おばあちゃんからの贈り物
(三池 大地 教学研究所助手)
祖母は、私をやさしく愛しんでくれた。私が幼稚園へ通っているとき、愛車のバイクにまたがり、手をふって迎えに来てくれた。ヘルメット越しに見える祖母の顔は凛々しかった。家に帰れば、得意の裁縫やあみ物を教えてくれた。料理も得意で、キッチンは祖母の領域のような雰囲気があった。
認知症を患ってからは、徐々に言動が荒々しくなり、被害妄想もたびたびあった。転倒した拍子に骨折してから、医療をそなえた介護施設へ入ることになった。亡くなる三年ほどまえ、お見舞いに行くと「どちらさまですか」と尋ねられた。私を忘れたことへの衝撃と、胸を締めつけられる悲しみとが込みあげてきたことは忘れられない。

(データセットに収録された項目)
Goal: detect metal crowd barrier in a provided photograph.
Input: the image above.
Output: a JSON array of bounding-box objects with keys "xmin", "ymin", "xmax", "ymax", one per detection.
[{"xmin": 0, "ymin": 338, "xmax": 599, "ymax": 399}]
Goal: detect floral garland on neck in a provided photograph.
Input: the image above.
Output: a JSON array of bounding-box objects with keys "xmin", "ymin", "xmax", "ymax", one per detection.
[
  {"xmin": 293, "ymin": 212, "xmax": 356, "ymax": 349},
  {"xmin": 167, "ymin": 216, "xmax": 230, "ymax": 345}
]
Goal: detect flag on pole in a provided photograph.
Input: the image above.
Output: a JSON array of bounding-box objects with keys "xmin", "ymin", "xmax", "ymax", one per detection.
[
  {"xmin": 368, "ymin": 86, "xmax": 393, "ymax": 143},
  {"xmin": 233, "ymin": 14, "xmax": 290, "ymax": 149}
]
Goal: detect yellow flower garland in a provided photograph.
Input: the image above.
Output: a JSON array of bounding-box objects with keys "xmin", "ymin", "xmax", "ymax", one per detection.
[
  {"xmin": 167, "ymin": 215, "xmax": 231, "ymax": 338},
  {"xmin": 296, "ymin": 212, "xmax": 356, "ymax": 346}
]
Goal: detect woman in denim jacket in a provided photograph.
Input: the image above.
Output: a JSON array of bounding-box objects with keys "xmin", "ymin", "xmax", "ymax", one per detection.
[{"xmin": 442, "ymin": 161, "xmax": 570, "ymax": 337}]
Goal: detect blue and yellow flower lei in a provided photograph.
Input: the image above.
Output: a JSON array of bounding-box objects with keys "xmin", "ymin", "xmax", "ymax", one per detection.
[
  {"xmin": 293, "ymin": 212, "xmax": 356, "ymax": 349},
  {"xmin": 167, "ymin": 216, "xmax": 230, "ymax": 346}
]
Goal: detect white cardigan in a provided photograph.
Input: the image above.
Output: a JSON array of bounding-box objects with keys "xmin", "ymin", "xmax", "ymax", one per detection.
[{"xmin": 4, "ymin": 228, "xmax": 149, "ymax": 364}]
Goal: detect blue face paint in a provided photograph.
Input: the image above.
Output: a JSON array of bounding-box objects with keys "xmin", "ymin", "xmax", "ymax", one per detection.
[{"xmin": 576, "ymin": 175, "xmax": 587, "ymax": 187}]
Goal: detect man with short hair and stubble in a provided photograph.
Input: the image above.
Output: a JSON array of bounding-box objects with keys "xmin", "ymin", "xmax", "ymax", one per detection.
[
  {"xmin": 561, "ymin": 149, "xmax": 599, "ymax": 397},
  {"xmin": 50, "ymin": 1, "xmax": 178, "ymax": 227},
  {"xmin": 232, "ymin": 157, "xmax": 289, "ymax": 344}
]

**課題内容 1**
本文のうち「認知症を患ってからは、徐々に」で始まり「げてきたことは忘れられない。」まで続く部分を、「介護施設」を「老人ホーム」に置き換えて書き直してください。
**課題内容 2**
次の(a)～(c)がそれぞれ本文の内容と合っているかを「はい」または「いいえ」で答え、判断の根拠となる本文の語句をそのまま引用してください。
(a) 祖母はバイクに乗って幼稚園へ迎えに来た。
(b) 祖母は料理が苦手だった。
(c) 祖母は骨折した後、自宅で介護を受けた。

**解答欄 1**
認知症を患ってからは、徐々に言動が荒々しくなり、被害妄想もたびたびあった。転倒した拍子に骨折してから、医療をそなえた老人ホームへ入ることになった。亡くなる三年ほどまえ、お見舞いに行くと「どちらさまですか」と尋ねられた。私を忘れたことへの衝撃と、胸を締めつけられる悲しみとが込みあげてきたことは忘れられない。

**解答欄 2**
(a) はい。「愛車のバイクにまたがり、手をふって迎えに来てくれた」
(b) いいえ。「料理も得意で」
(c) いいえ。「医療をそなえた介護施設へ入ることになった」